--- INPUT MATERIAL ---
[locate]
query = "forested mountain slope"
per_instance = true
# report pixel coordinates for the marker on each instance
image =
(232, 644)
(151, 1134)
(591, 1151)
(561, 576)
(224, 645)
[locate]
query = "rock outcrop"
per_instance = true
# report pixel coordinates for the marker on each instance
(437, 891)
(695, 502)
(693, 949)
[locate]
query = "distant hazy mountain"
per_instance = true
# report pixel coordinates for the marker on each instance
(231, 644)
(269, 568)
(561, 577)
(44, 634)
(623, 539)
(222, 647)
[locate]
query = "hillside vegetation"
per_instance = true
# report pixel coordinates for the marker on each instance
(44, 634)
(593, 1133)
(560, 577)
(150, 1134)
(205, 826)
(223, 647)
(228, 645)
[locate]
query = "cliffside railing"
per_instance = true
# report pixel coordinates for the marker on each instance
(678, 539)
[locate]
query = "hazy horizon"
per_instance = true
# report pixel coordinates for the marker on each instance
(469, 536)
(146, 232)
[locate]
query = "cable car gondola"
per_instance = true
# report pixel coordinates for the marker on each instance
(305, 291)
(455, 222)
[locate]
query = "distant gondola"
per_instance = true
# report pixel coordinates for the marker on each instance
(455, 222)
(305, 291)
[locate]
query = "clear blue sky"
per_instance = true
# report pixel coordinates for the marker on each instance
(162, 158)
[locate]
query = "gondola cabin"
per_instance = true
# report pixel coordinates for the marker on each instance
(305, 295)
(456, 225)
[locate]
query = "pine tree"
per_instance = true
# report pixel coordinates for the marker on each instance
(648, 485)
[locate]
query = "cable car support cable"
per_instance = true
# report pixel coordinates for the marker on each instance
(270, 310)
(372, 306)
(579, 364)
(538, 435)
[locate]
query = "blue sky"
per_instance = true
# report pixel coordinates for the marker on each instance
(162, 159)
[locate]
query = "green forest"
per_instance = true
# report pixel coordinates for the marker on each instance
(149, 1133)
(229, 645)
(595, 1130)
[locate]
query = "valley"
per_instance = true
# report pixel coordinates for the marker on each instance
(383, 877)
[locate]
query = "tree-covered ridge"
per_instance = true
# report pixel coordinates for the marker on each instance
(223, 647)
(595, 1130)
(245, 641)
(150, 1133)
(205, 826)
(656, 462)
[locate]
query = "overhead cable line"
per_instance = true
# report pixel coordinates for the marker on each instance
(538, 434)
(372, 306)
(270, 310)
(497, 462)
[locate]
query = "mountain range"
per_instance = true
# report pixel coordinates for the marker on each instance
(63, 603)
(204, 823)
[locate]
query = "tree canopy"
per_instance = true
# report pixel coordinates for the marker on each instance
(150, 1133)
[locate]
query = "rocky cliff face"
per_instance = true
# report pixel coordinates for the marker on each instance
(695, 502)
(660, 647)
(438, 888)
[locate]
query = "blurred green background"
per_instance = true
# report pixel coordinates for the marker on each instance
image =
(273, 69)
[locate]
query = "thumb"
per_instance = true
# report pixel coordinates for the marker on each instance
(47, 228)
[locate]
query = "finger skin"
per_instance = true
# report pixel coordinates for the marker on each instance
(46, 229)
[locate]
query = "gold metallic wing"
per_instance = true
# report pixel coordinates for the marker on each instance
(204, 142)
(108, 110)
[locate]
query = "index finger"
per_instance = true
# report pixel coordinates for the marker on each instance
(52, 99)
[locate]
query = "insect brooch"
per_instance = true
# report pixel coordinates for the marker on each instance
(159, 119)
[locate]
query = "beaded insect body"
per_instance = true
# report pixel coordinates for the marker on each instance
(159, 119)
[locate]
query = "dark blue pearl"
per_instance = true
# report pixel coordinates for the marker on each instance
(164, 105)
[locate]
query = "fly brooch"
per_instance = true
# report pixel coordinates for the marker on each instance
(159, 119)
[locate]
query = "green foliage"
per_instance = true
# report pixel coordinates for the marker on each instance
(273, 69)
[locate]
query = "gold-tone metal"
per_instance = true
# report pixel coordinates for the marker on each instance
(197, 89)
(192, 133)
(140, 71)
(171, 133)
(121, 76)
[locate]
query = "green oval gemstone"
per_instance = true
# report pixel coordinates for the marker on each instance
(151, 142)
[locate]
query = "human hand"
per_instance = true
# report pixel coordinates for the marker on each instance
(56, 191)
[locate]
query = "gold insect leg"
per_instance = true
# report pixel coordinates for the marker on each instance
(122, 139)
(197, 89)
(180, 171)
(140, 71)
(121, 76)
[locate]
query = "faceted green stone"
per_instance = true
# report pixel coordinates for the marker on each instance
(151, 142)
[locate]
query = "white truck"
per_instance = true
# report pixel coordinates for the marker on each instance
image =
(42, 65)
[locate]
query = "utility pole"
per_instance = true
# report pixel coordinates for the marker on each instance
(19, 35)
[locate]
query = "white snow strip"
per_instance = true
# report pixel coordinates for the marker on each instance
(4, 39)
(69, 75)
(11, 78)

==

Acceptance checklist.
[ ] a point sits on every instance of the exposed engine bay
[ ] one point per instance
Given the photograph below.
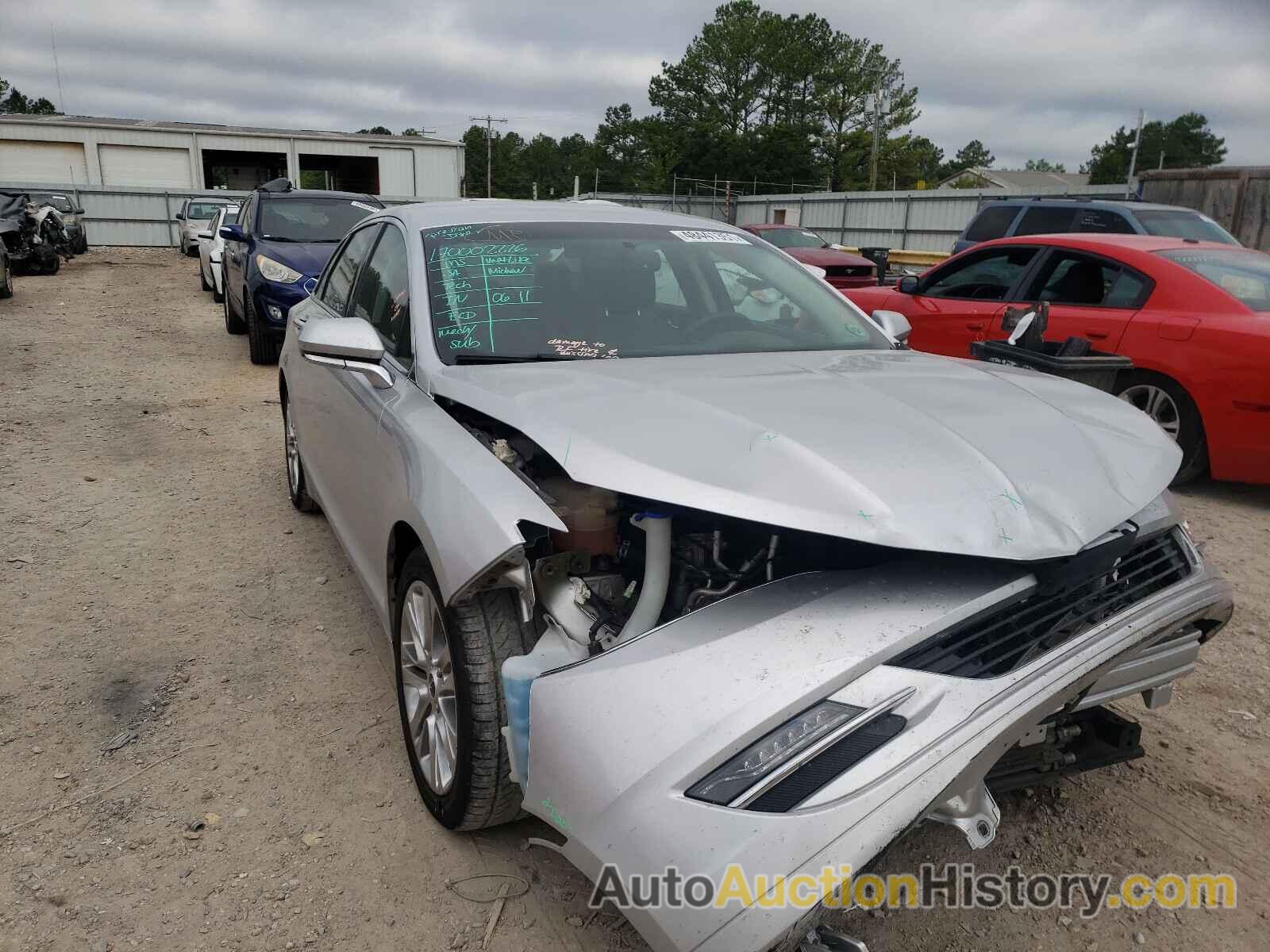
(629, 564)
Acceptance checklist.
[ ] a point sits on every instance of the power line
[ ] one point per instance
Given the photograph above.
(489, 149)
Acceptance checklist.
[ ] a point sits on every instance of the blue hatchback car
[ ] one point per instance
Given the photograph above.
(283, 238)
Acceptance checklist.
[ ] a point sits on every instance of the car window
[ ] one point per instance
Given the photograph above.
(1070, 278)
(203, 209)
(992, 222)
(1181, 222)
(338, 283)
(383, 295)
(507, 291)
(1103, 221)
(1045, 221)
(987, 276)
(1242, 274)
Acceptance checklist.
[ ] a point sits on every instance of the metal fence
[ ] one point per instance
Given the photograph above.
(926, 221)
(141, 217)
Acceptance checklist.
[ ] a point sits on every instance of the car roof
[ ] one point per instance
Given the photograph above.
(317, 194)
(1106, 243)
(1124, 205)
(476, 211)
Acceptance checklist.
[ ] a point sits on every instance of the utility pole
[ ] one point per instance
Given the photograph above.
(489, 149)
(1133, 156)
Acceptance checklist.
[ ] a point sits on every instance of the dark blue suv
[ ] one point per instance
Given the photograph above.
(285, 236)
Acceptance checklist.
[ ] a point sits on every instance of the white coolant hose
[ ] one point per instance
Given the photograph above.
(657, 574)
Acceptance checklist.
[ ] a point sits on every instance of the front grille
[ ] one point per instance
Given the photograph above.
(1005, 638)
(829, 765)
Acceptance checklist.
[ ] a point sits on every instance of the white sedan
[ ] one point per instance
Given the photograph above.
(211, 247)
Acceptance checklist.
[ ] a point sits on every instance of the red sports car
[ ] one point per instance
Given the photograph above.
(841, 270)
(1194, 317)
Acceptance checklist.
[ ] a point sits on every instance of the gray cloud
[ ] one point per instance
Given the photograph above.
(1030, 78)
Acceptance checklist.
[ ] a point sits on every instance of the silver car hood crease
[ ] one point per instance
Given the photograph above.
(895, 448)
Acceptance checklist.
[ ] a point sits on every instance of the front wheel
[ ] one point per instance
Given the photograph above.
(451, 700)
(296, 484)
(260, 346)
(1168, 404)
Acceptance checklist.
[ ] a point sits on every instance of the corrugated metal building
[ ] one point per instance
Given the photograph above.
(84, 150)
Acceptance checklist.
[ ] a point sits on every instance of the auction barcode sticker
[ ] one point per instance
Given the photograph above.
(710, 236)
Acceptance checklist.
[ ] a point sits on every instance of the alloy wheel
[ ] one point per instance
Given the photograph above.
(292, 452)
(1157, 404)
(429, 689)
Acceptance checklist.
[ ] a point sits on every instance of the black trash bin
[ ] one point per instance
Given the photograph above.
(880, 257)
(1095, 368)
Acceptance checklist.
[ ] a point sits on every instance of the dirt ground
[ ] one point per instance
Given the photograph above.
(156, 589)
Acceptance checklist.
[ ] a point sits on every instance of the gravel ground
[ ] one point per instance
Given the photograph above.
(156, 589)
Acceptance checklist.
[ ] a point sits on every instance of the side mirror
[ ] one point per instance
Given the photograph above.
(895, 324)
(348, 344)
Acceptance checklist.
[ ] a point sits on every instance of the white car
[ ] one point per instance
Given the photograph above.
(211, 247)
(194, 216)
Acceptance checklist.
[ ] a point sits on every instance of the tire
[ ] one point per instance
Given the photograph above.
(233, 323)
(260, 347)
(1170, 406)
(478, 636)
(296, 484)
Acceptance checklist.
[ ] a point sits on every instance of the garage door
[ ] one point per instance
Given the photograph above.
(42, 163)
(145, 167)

--- WHAT TO DO ---
Pull out every line of the entries above that contains the string "brooch", matching case exactly.

--- COMPLETED TASK ---
query = "insect brooch"
query = "fly brooch"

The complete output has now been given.